━━━━━ EXCERPT TO READ ━━━━━
Ciprofloxacin is the first-line drug for treating typhoid fever in many countries in Africa with a high disease burden, but the emergence of non-susceptibility poses a challenge to public health programmes.


Source: CDC/ Berenice M. Thomason

Photomicrograph of a fecal smear specimen, extracted from a typhoid carrier, processed using a fluorescent antibody (FA) staining technique, which implemented a Salmonella typhi Vi conjugate, revealed the presence of S. typhi bacteria.

Through enhanced surveillance as part of vaccine evaluation, researchers investigated the occurrence and potential determinants of ciprofloxacin non-susceptibility in Blantyre, Malawi. The study is published in The Lancet Microbe.

The researchers, from the University of Liverpool, identified an association between the proportion of Salmonella enterica serotype Typhi (Typhi) with a drug-resistant mutation in the quinolone resistance-determining region (QRDR) and the number of ciprofloxacin prescriptions in the previous month. They used whole genome sequencing to identify that S Typhi isolates with mutations evolved locally from the endemic Typhi population in Blantyre, Malawi, and were not the result of importations from other countries.

Emergence of resistance

Dr Philip Ashton from the Malawi-Liverpool Wellcome Programme said: “The most plausible explanation for this is that the increase in antimicrobials caused the emergence of resistance. Better diagnostics and good vaccines for typhoid will be key to reducing antimicrobial usage, and preventing resistance emerging. Fortunately, an effective vaccine has been recently been rolled out across Malawi.

 “Antimicrobial resistance is one of the biggest threats facing humanity in the 21st century, and it will fall disproportionately on countries like Malawi. Currently, our understanding of antimicrobial resistance is based largely on data from high income countries, and that knowledge may not translate to lower income settings like Malawi. We urgently need more research on antimicrobial resistance in countries like Malawi to arm us with the understanding to tackle this deadly threat.”
━━━━━ EXCERPTED RECORDS ━━━━━
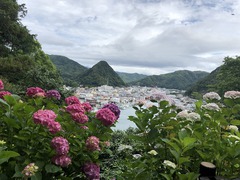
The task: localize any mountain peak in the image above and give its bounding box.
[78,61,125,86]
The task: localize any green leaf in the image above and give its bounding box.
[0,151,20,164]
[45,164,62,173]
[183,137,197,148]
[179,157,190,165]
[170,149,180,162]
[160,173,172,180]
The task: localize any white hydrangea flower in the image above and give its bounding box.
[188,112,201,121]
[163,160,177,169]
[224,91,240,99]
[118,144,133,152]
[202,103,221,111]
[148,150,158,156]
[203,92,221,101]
━━━━━
━━━━━ EXCERPTED RECORDS ━━━━━
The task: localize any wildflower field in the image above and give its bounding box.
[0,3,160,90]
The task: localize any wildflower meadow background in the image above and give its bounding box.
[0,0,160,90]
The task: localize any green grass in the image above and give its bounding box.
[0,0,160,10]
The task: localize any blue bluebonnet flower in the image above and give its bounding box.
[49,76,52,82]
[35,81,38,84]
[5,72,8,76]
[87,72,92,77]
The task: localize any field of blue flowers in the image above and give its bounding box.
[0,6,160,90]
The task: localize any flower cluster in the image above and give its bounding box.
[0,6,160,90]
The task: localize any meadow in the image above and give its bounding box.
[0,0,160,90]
━━━━━
━━━━━ EXCERPTED RECORDS ━━━━━
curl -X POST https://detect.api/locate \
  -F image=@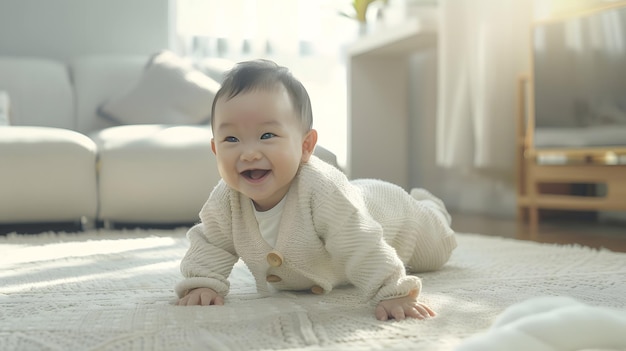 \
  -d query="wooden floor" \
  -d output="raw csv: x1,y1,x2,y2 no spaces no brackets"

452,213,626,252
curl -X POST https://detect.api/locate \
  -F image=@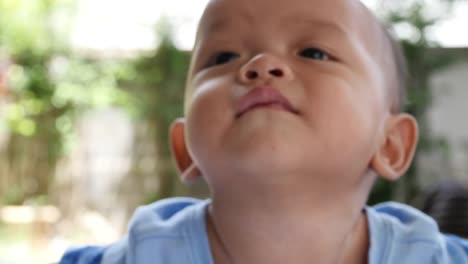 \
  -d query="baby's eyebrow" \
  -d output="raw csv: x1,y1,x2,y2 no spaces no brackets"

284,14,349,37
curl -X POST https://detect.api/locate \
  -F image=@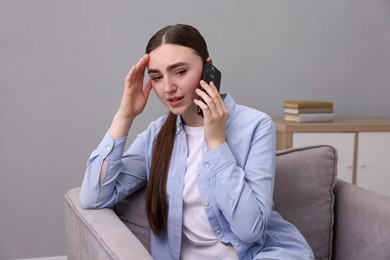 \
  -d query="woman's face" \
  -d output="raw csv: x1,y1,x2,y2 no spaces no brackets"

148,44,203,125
━━━━━
### PROBLEM
Please write out the passage of the typhoid article above between "Through enhanced surveillance" and "The Lancet Microbe.", inclusive.

### REPLY TO THE TASK
Through enhanced surveillance as part of vaccine evaluation, researchers investigated the occurrence and potential determinants of ciprofloxacin non-susceptibility in Blantyre, Malawi. The study is published in The Lancet Microbe.